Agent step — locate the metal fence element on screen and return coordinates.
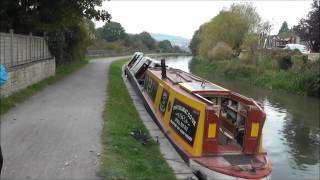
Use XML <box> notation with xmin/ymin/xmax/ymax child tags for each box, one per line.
<box><xmin>0</xmin><ymin>31</ymin><xmax>52</xmax><ymax>68</ymax></box>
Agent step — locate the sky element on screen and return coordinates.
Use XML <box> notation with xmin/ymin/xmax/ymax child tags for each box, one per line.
<box><xmin>95</xmin><ymin>0</ymin><xmax>312</xmax><ymax>39</ymax></box>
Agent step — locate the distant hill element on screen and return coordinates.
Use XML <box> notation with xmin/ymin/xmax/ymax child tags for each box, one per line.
<box><xmin>150</xmin><ymin>33</ymin><xmax>190</xmax><ymax>50</ymax></box>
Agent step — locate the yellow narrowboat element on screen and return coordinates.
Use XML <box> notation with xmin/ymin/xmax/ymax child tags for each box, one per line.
<box><xmin>125</xmin><ymin>52</ymin><xmax>272</xmax><ymax>179</ymax></box>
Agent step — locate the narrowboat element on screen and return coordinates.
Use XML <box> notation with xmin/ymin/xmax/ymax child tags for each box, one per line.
<box><xmin>124</xmin><ymin>52</ymin><xmax>272</xmax><ymax>179</ymax></box>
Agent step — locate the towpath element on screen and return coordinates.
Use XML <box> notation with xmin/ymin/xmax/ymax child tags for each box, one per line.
<box><xmin>1</xmin><ymin>57</ymin><xmax>129</xmax><ymax>179</ymax></box>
_ _ _
Task requirements =
Return the data above word for word, starting with the line that contains "Agent step — locate the distant" and continuing through the last line of the data, with both included.

Written answer =
Agent step — locate the distant hill element on screen and return coordinates.
Use XML <box> notation with xmin/ymin/xmax/ymax child tags for each box, one per line.
<box><xmin>150</xmin><ymin>33</ymin><xmax>190</xmax><ymax>50</ymax></box>
Agent step — locate the yellow narrowboat element on screen and return coordinates.
Use XML <box> notation with xmin/ymin/xmax/ymax child tags for each box, one per line.
<box><xmin>125</xmin><ymin>52</ymin><xmax>272</xmax><ymax>179</ymax></box>
Agent step — locate the narrowboat element on screen and return coordinates.
Use XML <box> notation with xmin/ymin/xmax/ymax child tags for each box, one per line.
<box><xmin>124</xmin><ymin>52</ymin><xmax>272</xmax><ymax>179</ymax></box>
Agent step — locate the towpath element on screen and return coordinates.
Use XML <box> notation with xmin/ymin/xmax/ymax child tags for each box, one per line.
<box><xmin>1</xmin><ymin>57</ymin><xmax>129</xmax><ymax>179</ymax></box>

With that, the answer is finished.